▶ [What needs to be done]: Render every line of the rows below as a JSON list of strings, one string per line. Leave out blank lines and the pictures.

— Start of Available records —

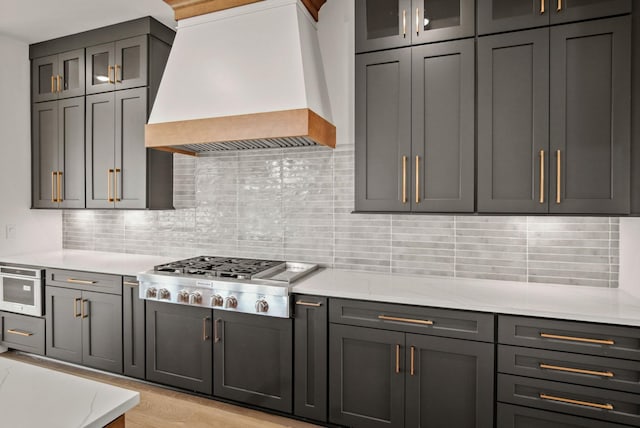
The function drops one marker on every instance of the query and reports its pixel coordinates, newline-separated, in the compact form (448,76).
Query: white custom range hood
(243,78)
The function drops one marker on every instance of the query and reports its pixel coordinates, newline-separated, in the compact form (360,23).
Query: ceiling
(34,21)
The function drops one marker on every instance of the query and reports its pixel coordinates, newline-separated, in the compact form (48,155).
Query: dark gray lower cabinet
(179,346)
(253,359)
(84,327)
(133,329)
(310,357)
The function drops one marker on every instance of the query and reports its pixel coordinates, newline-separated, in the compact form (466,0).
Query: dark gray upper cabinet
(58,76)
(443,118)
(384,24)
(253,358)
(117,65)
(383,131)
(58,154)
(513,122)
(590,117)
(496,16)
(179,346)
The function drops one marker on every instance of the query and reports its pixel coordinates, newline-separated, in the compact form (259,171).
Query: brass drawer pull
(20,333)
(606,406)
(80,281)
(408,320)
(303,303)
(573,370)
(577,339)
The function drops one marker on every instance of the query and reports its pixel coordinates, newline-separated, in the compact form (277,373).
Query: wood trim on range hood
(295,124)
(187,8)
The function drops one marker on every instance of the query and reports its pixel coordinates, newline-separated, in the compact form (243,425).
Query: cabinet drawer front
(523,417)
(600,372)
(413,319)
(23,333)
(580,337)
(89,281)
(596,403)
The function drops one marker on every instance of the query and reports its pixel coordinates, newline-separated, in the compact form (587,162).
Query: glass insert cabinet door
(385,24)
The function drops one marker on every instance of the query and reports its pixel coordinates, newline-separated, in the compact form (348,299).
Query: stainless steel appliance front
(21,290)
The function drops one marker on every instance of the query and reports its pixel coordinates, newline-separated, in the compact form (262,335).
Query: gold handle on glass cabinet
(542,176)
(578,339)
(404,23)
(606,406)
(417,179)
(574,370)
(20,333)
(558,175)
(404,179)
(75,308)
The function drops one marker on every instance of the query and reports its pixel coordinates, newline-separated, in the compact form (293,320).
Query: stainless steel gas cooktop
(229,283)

— End of Available records —

▶ [Final result]:
[
  "The function drops one marker on every instance of the query and reports its pixel coordinates, newline-separated, in the compact form (448,76).",
  "Query: white custom range hood",
  "(243,78)",
  "The function drops one marker on every instance of the query and reports its pixel coordinates, newline-separated, in the compact form (360,23).",
  "Query: ceiling",
  "(34,21)",
  "The function drops one marker on every instance of the query and reports its pixel coordinates, newline-separated, in the compact form (48,155).",
  "Query: dark gray lower cabinet",
  "(179,346)",
  "(253,359)",
  "(84,327)",
  "(133,329)",
  "(310,357)",
  "The function drops one marker on every instance of the query and reports its pixel coordinates, newline-separated, in the compact form (466,0).",
  "Query: dark gray upper cabinet",
  "(58,76)",
  "(443,118)",
  "(384,24)",
  "(253,358)",
  "(117,65)",
  "(383,131)",
  "(58,154)",
  "(513,122)",
  "(590,117)",
  "(496,16)",
  "(179,346)",
  "The function drops one marker on every instance of the query and reports its pixel coordinates, newline-separated, in the compact form (259,171).",
  "Query: brass drawer pull",
  "(20,333)",
  "(606,406)",
  "(80,281)",
  "(408,320)",
  "(303,303)",
  "(573,370)",
  "(577,339)",
  "The function drops one marker on every instance of the query and reports its pixel coordinates, newline-separated, in the compact form (277,373).",
  "Query: wood trim on range hood",
  "(295,124)",
  "(187,8)",
  "The function drops one marker on every instance of the query and reports its pixel coordinates, newline-separated, in the compact form (243,425).",
  "Query: cabinet drawer front",
  "(523,417)",
  "(600,372)",
  "(413,319)",
  "(23,333)",
  "(580,337)",
  "(89,281)",
  "(596,403)",
  "The function drops one marker on every instance of the query and reports its pixel coordinates, newline-separated, in the compact form (587,162).",
  "Query: glass insert cabinet door",
  "(385,24)",
  "The function drops one marker on every instance of the query and reports its pixel coordinates, newline-separated, in the compact form (348,299).",
  "Query: stainless steel appliance front",
  "(21,290)",
  "The function drops one marker on every instance of the query and reports its pixel coordinates, newline-separated, in the compact form (262,335).",
  "Query: gold handle on glass cabinet",
  "(542,176)",
  "(578,339)",
  "(404,23)",
  "(606,406)",
  "(417,179)",
  "(574,370)",
  "(20,333)",
  "(558,175)",
  "(404,179)",
  "(75,308)",
  "The function drops one marker on every instance of the query and reports its pixel coordinates, newline-separated, in the compact form (293,320).",
  "Query: stainless steel gas cooktop",
  "(229,283)"
]